**WHAT YOU NEED TO DO**
Print every line of the data below unchanged, from the first line to the last.
········
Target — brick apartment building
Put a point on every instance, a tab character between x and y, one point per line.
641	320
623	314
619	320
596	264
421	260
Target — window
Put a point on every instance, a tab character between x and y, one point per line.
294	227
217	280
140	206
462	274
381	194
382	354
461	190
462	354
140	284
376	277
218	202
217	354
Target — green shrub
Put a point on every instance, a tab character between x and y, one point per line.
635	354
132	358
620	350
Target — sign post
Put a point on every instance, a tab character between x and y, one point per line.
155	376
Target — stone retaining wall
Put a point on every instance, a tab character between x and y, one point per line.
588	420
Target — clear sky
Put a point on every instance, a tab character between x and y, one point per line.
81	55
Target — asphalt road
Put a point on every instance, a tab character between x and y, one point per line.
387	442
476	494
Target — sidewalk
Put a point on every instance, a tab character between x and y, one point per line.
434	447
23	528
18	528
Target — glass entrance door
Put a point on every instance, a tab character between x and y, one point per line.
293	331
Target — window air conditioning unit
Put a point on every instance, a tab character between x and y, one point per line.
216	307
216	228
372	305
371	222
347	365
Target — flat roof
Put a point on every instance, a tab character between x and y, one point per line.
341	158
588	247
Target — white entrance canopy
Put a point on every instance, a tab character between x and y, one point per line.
········
**WRITTEN ANSWER**
Target — brick apartment building
Put a point on every instance, a tab character between x and y, one point per line.
641	320
623	314
619	320
596	264
421	260
Target — window
Put a point on every instance, a tab character between x and y, one point per line.
294	227
217	280
140	206
462	274
381	194
382	354
461	190
462	354
140	284
376	277
218	202
217	354
Target — green shrub
Put a point on every instance, a tab character between x and y, one point per line.
635	354
132	358
620	350
Target — sign post
Put a point on every instance, a tab character between x and y, one point per line.
155	376
Target — stone retaining wall
Put a point on every instance, a tab character between x and y, one point per line.
588	420
Target — clear sky
Put a point on every instance, a tab character between x and y, one point per line.
81	55
Target — asphalt road
Put a point on every instance, a tab character between x and y, one point per line.
387	442
476	494
Target — sidewalk
Put a point on every instance, a tab character between x and y, one point per line.
434	447
23	528
18	528
Target — glass entrance door
Put a point on every instance, a tab character between x and y, one point per line.
293	331
Target — window air conditioning unit
Put a point on every instance, a tab character between x and y, one point per line.
216	307
216	228
372	305
371	222
347	365
Target — flat roof
Put a point on every instance, a tab character between x and y, one point per line.
341	158
588	247
Target — white entrance canopy
Put a point on every instance, a tab character between x and y, one point per line.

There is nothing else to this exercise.